____ Extracted text
This public report, based on both classified and unclassified sources, identifies current trends in the cyber threat environment, the likelihood that these cyber threats will occur, and how Canadians could be affected.
The second iteration of our unclassified assessment notes that the number of cyber threat actors is increasing, and they are becoming more sophisticated, that cybercrime will almost certainly continue to be the cyber threat most likely to affect Canadians and that Ransomware attacks will almost certainly continue to target large enterprises and critical infrastructure providers.
We have assessed that state-sponsored actors will almost certainly continue to attempt to steal Canadian intellectual property and proprietary information, especially related to COVID-19.
In addition, the assessment details that actors are very likely working to develop cyber capabilities to disrupt Canadian infrastructure, such as the electricity supply, to further their goals. However, we judge that in the absence of international hostilities, in is unlikely that state-sponsored actors would intentionally disrupt Canadian critical infrastructure.
“Cyber security has never been more important, as more and more of our business and personal activities move online. As this report from the Canadian Centre for Cyber Security shows, cyber threats are becoming more sophisticated, and more far-reaching. This report helps policymakers, business leaders and individual Canadians increase their online safety in an evolving cyber threat landscape.”
– Honourable Harjit Sajjan, Minister of National Defence
“From cybercriminals holding our personal information for ransom, to state-sponsored actors threatening our critical infrastructure, the cyber threats Canadians face are increasing in sophistication and severity. That’s why the Cyber Centre’s approach of security through collaboration is more important than ever. The conclusions reached in this report show why we must continue to work closely with our allies, and our partners across government and industry to build Canada’s cyber resilience.”
________
▶ [Exercise requirements]:
1. Quote the cyber threat report word for word, everything from "This public report, based" down to "could be affected.".
2. Write what comes next in the cyber threat report, picking up after its final sentence.
The rows that follow are not needed for anything here.
____ Records
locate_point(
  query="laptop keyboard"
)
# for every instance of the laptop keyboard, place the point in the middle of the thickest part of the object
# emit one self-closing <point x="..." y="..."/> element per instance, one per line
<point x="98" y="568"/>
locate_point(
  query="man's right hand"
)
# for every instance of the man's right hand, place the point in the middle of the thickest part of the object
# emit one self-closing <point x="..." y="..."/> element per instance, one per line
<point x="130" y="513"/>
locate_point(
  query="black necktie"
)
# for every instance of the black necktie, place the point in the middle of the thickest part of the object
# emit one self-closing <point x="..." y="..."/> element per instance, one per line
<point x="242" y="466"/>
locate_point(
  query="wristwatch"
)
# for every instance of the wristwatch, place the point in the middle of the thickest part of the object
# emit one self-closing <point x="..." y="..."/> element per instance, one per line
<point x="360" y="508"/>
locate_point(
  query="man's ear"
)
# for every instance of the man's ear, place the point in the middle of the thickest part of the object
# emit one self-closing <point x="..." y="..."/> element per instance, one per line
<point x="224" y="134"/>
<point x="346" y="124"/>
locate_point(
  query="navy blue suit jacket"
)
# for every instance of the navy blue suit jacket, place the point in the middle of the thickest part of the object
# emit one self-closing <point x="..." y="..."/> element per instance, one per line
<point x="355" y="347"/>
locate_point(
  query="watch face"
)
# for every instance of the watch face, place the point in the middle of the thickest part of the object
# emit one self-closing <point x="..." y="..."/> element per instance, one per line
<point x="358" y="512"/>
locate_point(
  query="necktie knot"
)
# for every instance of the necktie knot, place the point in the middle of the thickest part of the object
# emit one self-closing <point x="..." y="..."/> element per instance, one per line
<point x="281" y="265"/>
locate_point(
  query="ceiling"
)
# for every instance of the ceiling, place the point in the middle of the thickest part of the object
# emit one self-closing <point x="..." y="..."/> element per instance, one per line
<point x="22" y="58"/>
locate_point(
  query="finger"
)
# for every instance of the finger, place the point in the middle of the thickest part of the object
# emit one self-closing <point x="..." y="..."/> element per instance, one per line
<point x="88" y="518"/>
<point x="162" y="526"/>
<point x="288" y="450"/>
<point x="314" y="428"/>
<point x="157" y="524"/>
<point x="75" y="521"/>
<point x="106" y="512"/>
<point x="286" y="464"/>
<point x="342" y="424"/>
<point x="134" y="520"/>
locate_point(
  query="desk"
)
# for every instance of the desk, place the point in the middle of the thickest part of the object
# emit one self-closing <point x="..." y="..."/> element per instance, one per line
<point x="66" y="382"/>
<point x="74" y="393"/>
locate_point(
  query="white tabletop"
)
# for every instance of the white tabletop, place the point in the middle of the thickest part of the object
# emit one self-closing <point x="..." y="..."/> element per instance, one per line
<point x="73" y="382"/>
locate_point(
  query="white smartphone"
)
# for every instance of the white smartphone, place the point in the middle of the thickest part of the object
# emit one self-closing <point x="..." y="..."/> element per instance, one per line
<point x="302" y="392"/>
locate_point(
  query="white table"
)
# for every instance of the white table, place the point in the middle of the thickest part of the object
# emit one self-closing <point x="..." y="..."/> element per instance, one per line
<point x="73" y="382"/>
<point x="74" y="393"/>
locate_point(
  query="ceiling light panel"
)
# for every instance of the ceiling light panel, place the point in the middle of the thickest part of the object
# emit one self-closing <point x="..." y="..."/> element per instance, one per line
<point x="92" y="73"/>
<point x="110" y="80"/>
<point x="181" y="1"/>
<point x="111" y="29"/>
________
▶ [Responses in order]:
1.
This public report, based on both classified and unclassified sources, identifies current trends in the cyber threat environment, the likelihood that these cyber threats will occur, and how Canadians could be affected.

2.
– Scott Jones, Head, Canadian Centre for Cyber Security
- The state-sponsored cyber programs of China, Russia, Iran, and North Korea pose the greatest strategic threats to Canada.
- We have assessed that state-sponsored actors will almost certainly continue to attempt to steal Canadian intellectual property and proprietary information, especially related to COVID-19.
- Online foreign influence campaigns are the new normal, and no longer limited to key political events such as election periods.
- Adversaries now look to influence discourse on both domestic and international current events.
This is the Cyber Centre’s second National Cyber Threat Assessment. The first was published in December, 2018.
In addition to publishing the National Cyber Security Assessment 2020 today, the Cyber Centre has also published an updated edition of its Introduction the Cyber Threat Environment. This introductory reference document provides baseline information about the cyber threat environment, including information about cyber threat actors and their motivations, their techniques, and tools in a Canadian context.
About the Cyber Centre
Part of the Communications Security Establishment (CSE), the Cyber Centre is the Government of Canada’s authority on cyber security, and is the single, unified government source of expert advice, guidance, services and support on cyber security operational matters.
The Cyber Centre works with businesses and organizations that have been victim to a cyber incident in order to mitigate the impact of cyber security incidents.